Aim:
Render every line of the entries below as a JSON list of strings, one string per line, leaving out blank lines.

BEGIN Dataset records

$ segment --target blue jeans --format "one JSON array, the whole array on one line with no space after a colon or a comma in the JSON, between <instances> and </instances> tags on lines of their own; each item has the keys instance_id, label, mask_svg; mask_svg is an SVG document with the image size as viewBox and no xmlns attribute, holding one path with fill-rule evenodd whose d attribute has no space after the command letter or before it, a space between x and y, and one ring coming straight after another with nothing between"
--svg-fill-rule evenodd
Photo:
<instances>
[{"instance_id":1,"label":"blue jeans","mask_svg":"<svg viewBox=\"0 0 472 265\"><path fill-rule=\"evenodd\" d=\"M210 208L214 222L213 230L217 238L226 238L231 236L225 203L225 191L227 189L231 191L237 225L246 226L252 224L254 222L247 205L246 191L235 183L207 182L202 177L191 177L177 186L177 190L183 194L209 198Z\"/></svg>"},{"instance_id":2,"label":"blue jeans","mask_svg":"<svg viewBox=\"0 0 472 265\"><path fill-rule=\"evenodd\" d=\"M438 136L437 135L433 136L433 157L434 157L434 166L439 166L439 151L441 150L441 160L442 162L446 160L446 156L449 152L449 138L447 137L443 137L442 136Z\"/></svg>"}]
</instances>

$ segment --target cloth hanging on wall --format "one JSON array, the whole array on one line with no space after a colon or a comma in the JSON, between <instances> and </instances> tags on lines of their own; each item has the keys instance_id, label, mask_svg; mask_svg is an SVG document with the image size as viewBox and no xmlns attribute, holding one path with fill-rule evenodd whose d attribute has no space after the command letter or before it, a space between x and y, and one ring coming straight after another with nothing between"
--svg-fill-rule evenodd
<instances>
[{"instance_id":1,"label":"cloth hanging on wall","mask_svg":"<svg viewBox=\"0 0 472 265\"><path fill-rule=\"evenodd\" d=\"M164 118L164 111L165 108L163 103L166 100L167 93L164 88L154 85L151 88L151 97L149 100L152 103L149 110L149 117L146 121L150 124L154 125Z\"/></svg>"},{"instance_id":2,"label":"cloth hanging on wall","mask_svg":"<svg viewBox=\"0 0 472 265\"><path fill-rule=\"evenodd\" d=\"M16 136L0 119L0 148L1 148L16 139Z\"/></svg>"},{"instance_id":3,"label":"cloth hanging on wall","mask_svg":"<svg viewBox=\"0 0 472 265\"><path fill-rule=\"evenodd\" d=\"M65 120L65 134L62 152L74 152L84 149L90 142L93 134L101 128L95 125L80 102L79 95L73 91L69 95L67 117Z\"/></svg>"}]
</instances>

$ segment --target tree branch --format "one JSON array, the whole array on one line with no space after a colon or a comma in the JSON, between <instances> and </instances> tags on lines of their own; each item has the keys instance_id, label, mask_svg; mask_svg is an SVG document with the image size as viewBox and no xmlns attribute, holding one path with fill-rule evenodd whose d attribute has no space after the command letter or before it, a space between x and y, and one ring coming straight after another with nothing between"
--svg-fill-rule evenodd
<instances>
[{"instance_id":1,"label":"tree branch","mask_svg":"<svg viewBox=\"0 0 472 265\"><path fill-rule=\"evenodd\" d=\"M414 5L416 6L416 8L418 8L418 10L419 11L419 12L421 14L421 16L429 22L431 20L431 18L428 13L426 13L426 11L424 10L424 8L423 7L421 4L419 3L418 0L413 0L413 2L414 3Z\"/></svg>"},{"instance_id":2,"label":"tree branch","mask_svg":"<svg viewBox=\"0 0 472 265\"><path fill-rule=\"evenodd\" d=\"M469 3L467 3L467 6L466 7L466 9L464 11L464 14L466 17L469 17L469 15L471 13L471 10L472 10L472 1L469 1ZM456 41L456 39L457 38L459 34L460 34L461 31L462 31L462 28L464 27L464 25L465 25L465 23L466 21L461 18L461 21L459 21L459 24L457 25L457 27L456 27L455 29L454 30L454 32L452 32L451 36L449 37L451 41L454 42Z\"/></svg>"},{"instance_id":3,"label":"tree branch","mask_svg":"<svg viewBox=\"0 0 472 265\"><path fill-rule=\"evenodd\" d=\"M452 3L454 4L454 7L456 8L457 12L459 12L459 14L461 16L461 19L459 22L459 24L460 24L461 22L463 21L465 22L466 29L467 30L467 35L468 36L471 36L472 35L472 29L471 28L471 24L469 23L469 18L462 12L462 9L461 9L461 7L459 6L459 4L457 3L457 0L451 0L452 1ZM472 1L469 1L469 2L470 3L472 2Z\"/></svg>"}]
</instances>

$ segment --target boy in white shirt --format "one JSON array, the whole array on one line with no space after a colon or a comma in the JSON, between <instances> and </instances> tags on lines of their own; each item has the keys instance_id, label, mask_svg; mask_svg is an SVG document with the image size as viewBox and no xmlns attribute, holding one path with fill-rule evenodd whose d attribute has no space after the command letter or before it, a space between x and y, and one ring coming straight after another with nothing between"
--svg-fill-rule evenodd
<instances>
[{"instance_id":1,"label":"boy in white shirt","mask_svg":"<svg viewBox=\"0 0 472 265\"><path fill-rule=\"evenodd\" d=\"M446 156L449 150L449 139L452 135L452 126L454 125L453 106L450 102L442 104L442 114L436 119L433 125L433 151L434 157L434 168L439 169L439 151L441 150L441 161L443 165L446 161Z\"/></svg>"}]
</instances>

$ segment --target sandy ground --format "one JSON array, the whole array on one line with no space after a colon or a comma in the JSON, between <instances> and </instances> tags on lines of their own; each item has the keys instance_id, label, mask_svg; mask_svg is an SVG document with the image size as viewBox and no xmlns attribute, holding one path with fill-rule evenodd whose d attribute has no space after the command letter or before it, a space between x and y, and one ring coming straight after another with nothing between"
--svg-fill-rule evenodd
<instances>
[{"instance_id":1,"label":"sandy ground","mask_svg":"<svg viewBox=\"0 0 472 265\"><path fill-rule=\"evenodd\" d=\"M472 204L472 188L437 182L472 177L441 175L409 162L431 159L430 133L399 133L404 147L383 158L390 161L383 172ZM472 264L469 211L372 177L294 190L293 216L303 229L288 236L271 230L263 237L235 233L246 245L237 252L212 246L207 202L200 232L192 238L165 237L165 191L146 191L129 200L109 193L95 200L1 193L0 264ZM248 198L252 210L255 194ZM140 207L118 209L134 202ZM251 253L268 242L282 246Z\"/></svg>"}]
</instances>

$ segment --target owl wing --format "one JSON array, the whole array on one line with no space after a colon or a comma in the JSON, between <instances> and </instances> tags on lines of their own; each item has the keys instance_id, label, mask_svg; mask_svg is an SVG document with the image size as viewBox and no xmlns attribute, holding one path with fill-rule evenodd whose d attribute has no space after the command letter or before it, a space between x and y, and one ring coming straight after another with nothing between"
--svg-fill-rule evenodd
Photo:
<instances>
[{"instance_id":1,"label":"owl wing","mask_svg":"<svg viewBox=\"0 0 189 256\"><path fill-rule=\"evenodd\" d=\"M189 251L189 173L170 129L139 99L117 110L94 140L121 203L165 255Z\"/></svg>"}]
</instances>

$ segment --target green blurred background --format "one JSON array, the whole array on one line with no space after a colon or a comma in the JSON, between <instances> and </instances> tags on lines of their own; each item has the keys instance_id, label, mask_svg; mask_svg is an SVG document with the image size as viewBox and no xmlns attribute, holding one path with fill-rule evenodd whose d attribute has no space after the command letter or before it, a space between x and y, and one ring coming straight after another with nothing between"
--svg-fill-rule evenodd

END Dataset records

Output:
[
  "$ segment --target blue jeans --format \"one JSON array, the whole array on one line with no space after a colon or a comma in the JSON, between <instances> and </instances> tags on lines of their own; each item has the keys instance_id, label, mask_svg; mask_svg is an SVG document with the image size as viewBox and no xmlns attribute, holding one path with fill-rule evenodd whose d attribute has no space after the command letter or before it, a space between x and y, and one ring coming straight after another with nothing between\"",
  "--svg-fill-rule evenodd",
  "Photo:",
  "<instances>",
  "[{\"instance_id\":1,\"label\":\"blue jeans\",\"mask_svg\":\"<svg viewBox=\\\"0 0 472 265\\\"><path fill-rule=\\\"evenodd\\\" d=\\\"M210 208L214 222L213 230L217 238L226 238L231 236L225 203L225 191L227 189L231 191L237 225L246 226L252 224L254 222L247 205L246 191L235 183L207 182L202 177L191 177L177 186L177 190L183 194L209 198Z\\\"/></svg>\"},{\"instance_id\":2,\"label\":\"blue jeans\",\"mask_svg\":\"<svg viewBox=\\\"0 0 472 265\\\"><path fill-rule=\\\"evenodd\\\" d=\\\"M438 136L437 135L433 136L433 157L434 157L434 166L439 166L439 151L441 150L441 160L442 162L446 160L446 156L449 152L449 138L447 137L443 137L442 136Z\\\"/></svg>\"}]",
  "</instances>",
  "$ segment --target cloth hanging on wall --format \"one JSON array, the whole array on one line with no space after a colon or a comma in the JSON, between <instances> and </instances> tags on lines of their own; each item has the keys instance_id, label, mask_svg; mask_svg is an SVG document with the image size as viewBox and no xmlns attribute, holding one path with fill-rule evenodd whose d attribute has no space after the command letter or before it, a space between x and y, and one ring coming straight after another with nothing between\"",
  "--svg-fill-rule evenodd",
  "<instances>",
  "[{\"instance_id\":1,\"label\":\"cloth hanging on wall\",\"mask_svg\":\"<svg viewBox=\\\"0 0 472 265\\\"><path fill-rule=\\\"evenodd\\\" d=\\\"M164 118L164 111L165 108L163 103L166 100L167 93L164 88L154 85L151 88L151 97L149 100L152 103L149 110L149 117L146 121L150 124L154 125Z\\\"/></svg>\"},{\"instance_id\":2,\"label\":\"cloth hanging on wall\",\"mask_svg\":\"<svg viewBox=\\\"0 0 472 265\\\"><path fill-rule=\\\"evenodd\\\" d=\\\"M16 136L0 119L0 148L1 148L16 139Z\\\"/></svg>\"},{\"instance_id\":3,\"label\":\"cloth hanging on wall\",\"mask_svg\":\"<svg viewBox=\\\"0 0 472 265\\\"><path fill-rule=\\\"evenodd\\\" d=\\\"M65 120L65 134L62 152L74 152L84 149L90 142L93 134L101 128L95 125L80 102L79 95L73 91L69 95L67 117Z\\\"/></svg>\"}]",
  "</instances>",
  "$ segment --target tree branch --format \"one JSON array, the whole array on one line with no space after a colon or a comma in the JSON, between <instances> and </instances> tags on lines of their own; each item has the keys instance_id, label, mask_svg; mask_svg is an SVG document with the image size as viewBox and no xmlns attribute, holding one path with fill-rule evenodd whose d attribute has no space after the command letter or before it, a space between x and y, and one ring coming straight after another with nothing between\"",
  "--svg-fill-rule evenodd",
  "<instances>",
  "[{\"instance_id\":1,\"label\":\"tree branch\",\"mask_svg\":\"<svg viewBox=\\\"0 0 472 265\\\"><path fill-rule=\\\"evenodd\\\" d=\\\"M414 5L416 6L416 8L418 8L418 10L419 11L419 12L421 14L421 16L429 22L431 20L431 18L428 13L426 13L426 11L424 10L424 8L423 7L421 4L419 3L418 0L413 0L413 2L414 3Z\\\"/></svg>\"},{\"instance_id\":2,\"label\":\"tree branch\",\"mask_svg\":\"<svg viewBox=\\\"0 0 472 265\\\"><path fill-rule=\\\"evenodd\\\" d=\\\"M469 3L467 3L467 6L466 7L466 9L464 11L464 14L466 17L469 17L469 15L471 13L471 10L472 10L472 1L469 1ZM456 41L456 39L457 38L459 34L460 34L461 31L462 31L462 28L464 27L464 25L465 25L465 23L466 21L461 18L461 21L459 21L459 24L457 25L457 27L456 27L455 29L454 30L454 32L452 32L451 36L449 37L451 41L454 42Z\\\"/></svg>\"},{\"instance_id\":3,\"label\":\"tree branch\",\"mask_svg\":\"<svg viewBox=\\\"0 0 472 265\\\"><path fill-rule=\\\"evenodd\\\" d=\\\"M452 3L454 4L454 7L456 8L457 12L459 12L459 14L461 16L461 19L459 22L459 24L460 24L461 22L463 21L465 22L466 29L467 30L467 35L468 36L471 36L472 35L472 29L471 28L471 24L469 23L469 18L462 12L462 9L461 9L461 7L459 6L459 4L457 3L457 0L451 0L452 1ZM472 1L469 1L469 2L470 3L472 2Z\\\"/></svg>\"}]",
  "</instances>",
  "$ segment --target boy in white shirt --format \"one JSON array, the whole array on one line with no space after a colon or a comma in the JSON, between <instances> and </instances> tags on lines of their own; each item has the keys instance_id, label, mask_svg; mask_svg is an SVG document with the image size as viewBox and no xmlns attribute, holding one path with fill-rule evenodd whose d attribute has no space after the command letter or before it, a space between x and y, and one ring coming straight after another with nothing between\"",
  "--svg-fill-rule evenodd",
  "<instances>",
  "[{\"instance_id\":1,\"label\":\"boy in white shirt\",\"mask_svg\":\"<svg viewBox=\\\"0 0 472 265\\\"><path fill-rule=\\\"evenodd\\\" d=\\\"M446 156L449 150L449 139L452 135L452 126L454 125L453 106L450 102L442 104L442 114L436 119L433 125L433 151L434 157L434 168L439 169L439 151L441 150L441 161L443 165L446 161Z\\\"/></svg>\"}]",
  "</instances>",
  "$ segment --target sandy ground --format \"one JSON array, the whole array on one line with no space after a colon or a comma in the JSON, between <instances> and </instances> tags on lines of their own; each item has the keys instance_id, label, mask_svg; mask_svg is an SVG document with the image size as viewBox and no xmlns attribute, holding one path with fill-rule evenodd whose d attribute has no space after the command letter or before it, a space between x and y, and one ring coming straight after another with nothing between\"",
  "--svg-fill-rule evenodd",
  "<instances>",
  "[{\"instance_id\":1,\"label\":\"sandy ground\",\"mask_svg\":\"<svg viewBox=\\\"0 0 472 265\\\"><path fill-rule=\\\"evenodd\\\" d=\\\"M472 204L472 188L437 182L472 177L441 175L409 162L431 159L430 133L399 133L404 147L383 158L390 161L383 172ZM472 264L469 211L372 177L294 190L293 216L303 229L288 236L271 230L263 237L235 233L246 245L237 252L212 246L207 202L200 232L192 238L165 237L165 191L146 191L129 200L109 193L95 200L1 193L0 264ZM248 198L252 210L255 194ZM140 207L118 209L134 202ZM251 253L268 242L282 246Z\\\"/></svg>\"}]",
  "</instances>",
  "$ segment --target owl wing --format \"one JSON array, the whole array on one line with no space after a colon or a comma in the JSON, between <instances> and </instances> tags on lines of their own; each item has the keys instance_id, label, mask_svg; mask_svg is an SVG document with the image size as viewBox and no xmlns attribute, holding one path with fill-rule evenodd whose d attribute has no space after the command letter or before it, a space between x and y, and one ring coming straight after another with nothing between\"",
  "--svg-fill-rule evenodd",
  "Photo:",
  "<instances>",
  "[{\"instance_id\":1,\"label\":\"owl wing\",\"mask_svg\":\"<svg viewBox=\\\"0 0 189 256\\\"><path fill-rule=\\\"evenodd\\\" d=\\\"M189 251L189 173L170 129L139 99L117 110L94 140L121 203L165 255Z\\\"/></svg>\"}]",
  "</instances>",
  "$ segment --target green blurred background --format \"one JSON array, the whole array on one line with no space after a colon or a comma in the JSON, between <instances> and </instances> tags on lines of their own; each item has the keys instance_id, label, mask_svg; mask_svg is an SVG document with the image size as viewBox and no xmlns attribute, holding one path with fill-rule evenodd whose d attribute has no space after the command letter or before it, a space between x and y, and one ring coming straight after another with nothing between\"",
  "--svg-fill-rule evenodd"
]